▼

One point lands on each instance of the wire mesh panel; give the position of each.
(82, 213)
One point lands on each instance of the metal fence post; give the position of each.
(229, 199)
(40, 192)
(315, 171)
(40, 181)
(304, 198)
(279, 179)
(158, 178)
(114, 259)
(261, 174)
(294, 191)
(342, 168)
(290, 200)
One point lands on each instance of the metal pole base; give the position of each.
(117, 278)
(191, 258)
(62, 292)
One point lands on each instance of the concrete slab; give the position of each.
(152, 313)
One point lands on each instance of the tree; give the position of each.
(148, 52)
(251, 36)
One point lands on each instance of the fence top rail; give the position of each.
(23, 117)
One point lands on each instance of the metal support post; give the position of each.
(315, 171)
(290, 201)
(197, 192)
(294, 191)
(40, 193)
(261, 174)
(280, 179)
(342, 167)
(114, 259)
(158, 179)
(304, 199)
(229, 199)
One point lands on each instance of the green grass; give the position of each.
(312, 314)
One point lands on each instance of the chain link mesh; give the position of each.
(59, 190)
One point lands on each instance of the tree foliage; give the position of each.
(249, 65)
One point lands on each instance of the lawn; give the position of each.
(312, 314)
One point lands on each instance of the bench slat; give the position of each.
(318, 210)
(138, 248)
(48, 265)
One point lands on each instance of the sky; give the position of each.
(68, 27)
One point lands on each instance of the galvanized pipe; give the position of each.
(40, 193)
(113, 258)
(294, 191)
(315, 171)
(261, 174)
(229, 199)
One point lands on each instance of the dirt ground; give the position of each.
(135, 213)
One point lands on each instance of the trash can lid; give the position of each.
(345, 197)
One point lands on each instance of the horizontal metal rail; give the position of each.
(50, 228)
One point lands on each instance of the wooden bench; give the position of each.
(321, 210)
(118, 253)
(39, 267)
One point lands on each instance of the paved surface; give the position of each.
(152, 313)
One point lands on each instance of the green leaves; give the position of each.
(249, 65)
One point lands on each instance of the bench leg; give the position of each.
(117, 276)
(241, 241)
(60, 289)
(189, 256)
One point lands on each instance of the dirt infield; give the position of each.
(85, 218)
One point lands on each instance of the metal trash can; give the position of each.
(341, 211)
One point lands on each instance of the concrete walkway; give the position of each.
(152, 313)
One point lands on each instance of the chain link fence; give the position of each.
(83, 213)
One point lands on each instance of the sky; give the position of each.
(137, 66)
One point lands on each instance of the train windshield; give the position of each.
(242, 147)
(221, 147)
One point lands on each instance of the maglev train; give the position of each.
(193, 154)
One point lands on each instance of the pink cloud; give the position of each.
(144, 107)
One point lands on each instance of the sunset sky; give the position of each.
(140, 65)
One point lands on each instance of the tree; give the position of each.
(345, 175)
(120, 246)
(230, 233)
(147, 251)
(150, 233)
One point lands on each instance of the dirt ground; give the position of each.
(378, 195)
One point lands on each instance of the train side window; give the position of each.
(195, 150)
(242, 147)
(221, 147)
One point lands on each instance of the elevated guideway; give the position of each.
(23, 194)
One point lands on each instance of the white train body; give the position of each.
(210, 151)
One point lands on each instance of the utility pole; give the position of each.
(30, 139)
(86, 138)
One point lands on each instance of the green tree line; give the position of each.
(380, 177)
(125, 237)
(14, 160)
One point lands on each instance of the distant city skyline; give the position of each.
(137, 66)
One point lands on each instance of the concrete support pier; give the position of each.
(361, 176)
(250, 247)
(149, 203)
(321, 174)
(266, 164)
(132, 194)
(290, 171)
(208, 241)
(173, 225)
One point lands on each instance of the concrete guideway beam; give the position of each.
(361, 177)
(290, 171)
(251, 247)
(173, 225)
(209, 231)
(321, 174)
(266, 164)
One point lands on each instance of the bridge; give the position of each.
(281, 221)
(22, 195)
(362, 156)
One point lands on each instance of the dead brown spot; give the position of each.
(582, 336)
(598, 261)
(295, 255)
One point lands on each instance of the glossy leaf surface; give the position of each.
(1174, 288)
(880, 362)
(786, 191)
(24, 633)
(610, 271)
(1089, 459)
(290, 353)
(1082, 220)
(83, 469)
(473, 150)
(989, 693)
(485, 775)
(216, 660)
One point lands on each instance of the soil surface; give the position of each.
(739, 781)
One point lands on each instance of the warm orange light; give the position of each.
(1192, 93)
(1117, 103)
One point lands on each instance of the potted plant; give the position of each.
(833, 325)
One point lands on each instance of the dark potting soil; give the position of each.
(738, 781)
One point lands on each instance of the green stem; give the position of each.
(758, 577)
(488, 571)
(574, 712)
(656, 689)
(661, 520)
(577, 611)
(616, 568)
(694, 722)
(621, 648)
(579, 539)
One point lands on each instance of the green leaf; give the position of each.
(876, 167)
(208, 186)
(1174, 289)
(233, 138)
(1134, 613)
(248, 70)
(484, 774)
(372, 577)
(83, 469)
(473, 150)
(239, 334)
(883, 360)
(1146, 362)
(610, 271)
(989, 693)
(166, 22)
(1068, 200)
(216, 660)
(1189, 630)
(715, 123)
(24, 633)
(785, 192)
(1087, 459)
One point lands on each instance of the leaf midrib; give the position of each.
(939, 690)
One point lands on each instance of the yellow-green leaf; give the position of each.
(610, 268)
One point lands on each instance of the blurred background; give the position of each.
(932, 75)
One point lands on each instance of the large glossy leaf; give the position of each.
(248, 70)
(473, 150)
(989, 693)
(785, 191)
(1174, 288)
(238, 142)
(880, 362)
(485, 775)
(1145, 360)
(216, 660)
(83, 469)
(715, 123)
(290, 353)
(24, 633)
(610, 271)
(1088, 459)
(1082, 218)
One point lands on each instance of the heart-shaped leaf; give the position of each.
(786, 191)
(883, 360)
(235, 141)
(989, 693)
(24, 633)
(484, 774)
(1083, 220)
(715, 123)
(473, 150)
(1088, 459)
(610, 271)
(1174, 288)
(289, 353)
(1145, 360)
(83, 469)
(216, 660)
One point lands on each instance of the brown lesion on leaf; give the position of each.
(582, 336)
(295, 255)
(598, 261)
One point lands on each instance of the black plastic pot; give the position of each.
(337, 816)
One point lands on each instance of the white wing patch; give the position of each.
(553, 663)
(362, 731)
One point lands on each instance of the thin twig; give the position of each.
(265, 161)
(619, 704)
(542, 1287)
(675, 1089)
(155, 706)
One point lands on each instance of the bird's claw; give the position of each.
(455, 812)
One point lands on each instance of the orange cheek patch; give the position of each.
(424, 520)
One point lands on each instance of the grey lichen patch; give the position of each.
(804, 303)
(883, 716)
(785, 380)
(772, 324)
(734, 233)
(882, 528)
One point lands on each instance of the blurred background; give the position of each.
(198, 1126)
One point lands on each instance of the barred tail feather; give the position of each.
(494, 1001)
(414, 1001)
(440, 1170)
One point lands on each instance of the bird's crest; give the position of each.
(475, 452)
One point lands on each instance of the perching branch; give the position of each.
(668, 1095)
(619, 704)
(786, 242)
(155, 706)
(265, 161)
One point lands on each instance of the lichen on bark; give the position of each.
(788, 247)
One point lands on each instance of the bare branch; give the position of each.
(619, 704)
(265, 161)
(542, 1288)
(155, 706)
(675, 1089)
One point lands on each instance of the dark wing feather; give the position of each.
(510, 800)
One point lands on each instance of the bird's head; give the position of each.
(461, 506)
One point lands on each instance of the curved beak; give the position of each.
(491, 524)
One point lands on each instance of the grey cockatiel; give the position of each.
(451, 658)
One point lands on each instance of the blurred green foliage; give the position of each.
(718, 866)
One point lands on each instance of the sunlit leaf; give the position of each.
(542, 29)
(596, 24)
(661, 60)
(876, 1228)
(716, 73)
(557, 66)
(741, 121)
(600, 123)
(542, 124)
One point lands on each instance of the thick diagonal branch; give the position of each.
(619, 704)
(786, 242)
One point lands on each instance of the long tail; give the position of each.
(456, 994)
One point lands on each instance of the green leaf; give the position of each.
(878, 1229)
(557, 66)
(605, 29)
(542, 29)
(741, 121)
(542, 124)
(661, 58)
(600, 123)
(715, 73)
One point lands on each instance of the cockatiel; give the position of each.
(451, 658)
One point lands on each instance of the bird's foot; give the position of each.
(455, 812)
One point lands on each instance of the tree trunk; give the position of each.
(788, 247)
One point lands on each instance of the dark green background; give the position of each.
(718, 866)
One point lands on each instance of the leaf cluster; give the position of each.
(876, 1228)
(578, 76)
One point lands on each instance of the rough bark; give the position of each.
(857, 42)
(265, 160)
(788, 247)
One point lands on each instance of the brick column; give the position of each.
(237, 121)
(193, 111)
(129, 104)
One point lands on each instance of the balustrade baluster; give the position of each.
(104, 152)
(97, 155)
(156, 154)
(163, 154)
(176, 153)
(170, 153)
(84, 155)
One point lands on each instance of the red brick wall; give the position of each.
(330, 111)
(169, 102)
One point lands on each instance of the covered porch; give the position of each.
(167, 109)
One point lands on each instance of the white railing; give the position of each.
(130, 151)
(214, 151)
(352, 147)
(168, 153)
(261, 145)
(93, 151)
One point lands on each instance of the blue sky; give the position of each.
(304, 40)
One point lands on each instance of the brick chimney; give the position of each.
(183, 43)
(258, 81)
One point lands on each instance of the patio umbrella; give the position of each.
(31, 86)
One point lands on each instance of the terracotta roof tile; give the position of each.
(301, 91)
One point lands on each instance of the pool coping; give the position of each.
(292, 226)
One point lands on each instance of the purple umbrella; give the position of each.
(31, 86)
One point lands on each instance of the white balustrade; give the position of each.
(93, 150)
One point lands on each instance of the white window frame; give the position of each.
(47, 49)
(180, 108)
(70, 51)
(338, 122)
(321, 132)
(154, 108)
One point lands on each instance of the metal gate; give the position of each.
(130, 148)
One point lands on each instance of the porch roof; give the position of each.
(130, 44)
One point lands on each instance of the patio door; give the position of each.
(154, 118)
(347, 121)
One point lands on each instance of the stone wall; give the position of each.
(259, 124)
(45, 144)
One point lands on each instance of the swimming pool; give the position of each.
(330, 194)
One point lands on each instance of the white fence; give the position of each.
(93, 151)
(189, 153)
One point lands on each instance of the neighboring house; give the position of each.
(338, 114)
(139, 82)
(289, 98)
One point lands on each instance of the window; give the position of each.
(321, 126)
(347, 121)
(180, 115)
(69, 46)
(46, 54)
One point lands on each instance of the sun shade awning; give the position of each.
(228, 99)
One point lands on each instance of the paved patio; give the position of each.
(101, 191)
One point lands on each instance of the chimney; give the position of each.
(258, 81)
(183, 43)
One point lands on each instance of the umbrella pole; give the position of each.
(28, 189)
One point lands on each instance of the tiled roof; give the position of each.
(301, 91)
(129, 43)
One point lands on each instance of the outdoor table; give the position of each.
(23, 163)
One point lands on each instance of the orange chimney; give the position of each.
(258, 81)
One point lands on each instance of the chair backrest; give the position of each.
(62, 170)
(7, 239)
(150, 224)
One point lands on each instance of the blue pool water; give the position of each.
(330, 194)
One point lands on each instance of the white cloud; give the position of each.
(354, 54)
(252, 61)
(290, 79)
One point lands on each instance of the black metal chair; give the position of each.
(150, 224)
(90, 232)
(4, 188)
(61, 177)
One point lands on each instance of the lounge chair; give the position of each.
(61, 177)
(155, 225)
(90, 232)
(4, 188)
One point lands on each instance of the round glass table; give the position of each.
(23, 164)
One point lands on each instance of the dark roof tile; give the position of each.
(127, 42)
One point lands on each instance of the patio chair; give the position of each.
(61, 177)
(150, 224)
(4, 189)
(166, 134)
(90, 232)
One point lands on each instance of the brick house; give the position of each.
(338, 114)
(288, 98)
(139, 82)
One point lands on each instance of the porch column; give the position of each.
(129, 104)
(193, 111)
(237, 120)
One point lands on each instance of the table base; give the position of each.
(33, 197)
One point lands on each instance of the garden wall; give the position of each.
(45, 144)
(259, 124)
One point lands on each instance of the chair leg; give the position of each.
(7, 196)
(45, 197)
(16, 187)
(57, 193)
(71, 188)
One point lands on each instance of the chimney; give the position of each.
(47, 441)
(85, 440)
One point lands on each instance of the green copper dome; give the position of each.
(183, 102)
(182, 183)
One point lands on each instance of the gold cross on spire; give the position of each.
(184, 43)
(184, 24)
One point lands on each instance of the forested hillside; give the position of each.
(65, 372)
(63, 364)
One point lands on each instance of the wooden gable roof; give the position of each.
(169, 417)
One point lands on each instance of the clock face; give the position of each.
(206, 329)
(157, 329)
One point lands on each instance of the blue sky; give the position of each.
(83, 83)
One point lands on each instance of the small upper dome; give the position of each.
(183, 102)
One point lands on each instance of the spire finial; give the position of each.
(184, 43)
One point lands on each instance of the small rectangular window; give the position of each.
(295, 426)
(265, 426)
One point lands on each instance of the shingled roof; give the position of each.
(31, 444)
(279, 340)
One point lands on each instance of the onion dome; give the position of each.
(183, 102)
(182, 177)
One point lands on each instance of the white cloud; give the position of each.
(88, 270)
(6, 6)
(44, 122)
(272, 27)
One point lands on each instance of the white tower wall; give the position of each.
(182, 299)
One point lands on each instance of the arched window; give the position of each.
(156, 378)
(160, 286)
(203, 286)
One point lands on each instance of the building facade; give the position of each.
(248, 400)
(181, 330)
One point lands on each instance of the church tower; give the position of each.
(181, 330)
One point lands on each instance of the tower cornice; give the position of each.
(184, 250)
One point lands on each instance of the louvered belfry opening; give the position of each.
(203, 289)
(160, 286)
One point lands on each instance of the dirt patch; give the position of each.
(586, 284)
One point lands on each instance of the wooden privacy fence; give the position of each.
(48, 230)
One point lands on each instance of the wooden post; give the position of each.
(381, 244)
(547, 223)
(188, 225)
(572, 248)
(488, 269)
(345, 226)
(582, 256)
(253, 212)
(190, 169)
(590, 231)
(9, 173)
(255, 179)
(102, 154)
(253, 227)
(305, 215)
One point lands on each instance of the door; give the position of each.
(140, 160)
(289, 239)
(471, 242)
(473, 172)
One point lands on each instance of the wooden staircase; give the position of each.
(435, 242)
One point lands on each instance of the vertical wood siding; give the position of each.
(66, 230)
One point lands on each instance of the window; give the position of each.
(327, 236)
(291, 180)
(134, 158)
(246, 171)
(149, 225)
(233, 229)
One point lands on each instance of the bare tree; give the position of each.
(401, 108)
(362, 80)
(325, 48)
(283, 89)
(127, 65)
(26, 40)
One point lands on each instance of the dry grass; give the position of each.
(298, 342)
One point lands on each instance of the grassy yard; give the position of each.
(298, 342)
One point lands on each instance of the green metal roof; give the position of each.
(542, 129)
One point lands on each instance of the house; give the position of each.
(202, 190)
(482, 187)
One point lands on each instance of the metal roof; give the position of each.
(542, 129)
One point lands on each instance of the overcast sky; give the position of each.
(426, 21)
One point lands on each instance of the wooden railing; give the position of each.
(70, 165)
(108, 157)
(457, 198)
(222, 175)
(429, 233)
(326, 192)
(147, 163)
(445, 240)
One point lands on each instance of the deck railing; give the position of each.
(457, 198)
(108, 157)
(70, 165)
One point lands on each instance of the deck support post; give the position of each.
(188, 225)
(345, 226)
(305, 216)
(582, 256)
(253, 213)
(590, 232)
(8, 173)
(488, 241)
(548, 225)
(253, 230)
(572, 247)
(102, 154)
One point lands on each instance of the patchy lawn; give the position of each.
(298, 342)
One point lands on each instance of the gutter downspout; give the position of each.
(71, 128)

▲

▶ [WHAT IS NEEDED]:
Copy out every line from the one containing "One point lands on each instance of the dry" down to the end of the entries, requests included, adding -10 to each coordinate in the answers.

▶ [WRITTEN ANSWER]:
One point lands on each instance of the dry grass; give the position of each.
(288, 332)
One point lands on each instance of the grassy yard; give the position of each.
(288, 332)
One point lands on each instance of the green metal roof; give the position of each.
(532, 119)
One point lands on each instance of the house; give the position of each.
(192, 180)
(472, 177)
One point lands on each instance of the metal roof; give the position of each.
(532, 119)
One point lands on each instance of the overcast sky; give the position of each.
(416, 11)
One point lands on each instance of the wooden railing; give the position of each.
(60, 155)
(98, 147)
(447, 188)
(212, 165)
(419, 223)
(316, 182)
(137, 153)
(435, 230)
One point lands on each instance of the deck railing; give the position of each.
(447, 188)
(98, 147)
(60, 155)
One point lands on each instance of the deck support post; give the position of each.
(178, 215)
(335, 216)
(295, 206)
(572, 246)
(243, 203)
(580, 222)
(-2, 163)
(478, 231)
(538, 215)
(243, 220)
(562, 237)
(92, 144)
One point lands on each instance of the patchy lawn; give the position of each.
(288, 332)
One point lands on each instance of the gutter downspout; give the position of each.
(61, 118)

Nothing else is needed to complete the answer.